Written problem: Find every line in the records below that contains the word "wooden" and copy each of those lines. Uppercase and lowercase letters count as different.

Working data:

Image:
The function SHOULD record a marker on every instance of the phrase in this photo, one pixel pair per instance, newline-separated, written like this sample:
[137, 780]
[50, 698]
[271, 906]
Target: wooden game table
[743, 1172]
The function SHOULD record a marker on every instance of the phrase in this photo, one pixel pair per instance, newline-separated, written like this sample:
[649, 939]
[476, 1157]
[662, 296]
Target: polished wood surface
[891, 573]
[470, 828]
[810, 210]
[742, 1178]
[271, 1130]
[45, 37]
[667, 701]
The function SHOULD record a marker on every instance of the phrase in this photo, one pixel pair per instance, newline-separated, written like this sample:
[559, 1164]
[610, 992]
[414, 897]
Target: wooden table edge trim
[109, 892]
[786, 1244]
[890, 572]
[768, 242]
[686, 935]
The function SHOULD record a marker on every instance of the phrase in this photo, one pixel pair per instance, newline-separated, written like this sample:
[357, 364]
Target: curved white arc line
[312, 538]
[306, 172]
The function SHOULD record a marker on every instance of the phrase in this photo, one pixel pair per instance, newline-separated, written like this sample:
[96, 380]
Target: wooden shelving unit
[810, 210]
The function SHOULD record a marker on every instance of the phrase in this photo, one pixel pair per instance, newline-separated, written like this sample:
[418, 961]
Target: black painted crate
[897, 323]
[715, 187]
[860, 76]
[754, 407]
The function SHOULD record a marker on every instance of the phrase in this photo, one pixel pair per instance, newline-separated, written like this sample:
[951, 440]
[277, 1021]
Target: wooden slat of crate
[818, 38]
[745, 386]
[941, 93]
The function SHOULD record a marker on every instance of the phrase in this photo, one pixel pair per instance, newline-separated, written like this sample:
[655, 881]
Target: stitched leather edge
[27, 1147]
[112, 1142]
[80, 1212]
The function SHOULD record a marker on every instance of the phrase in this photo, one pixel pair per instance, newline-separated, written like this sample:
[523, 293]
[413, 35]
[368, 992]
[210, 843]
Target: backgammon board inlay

Solution for this task:
Target: wooden game table
Target: wooden table edge trim
Target: wooden shelving unit
Target: wooden slat of crate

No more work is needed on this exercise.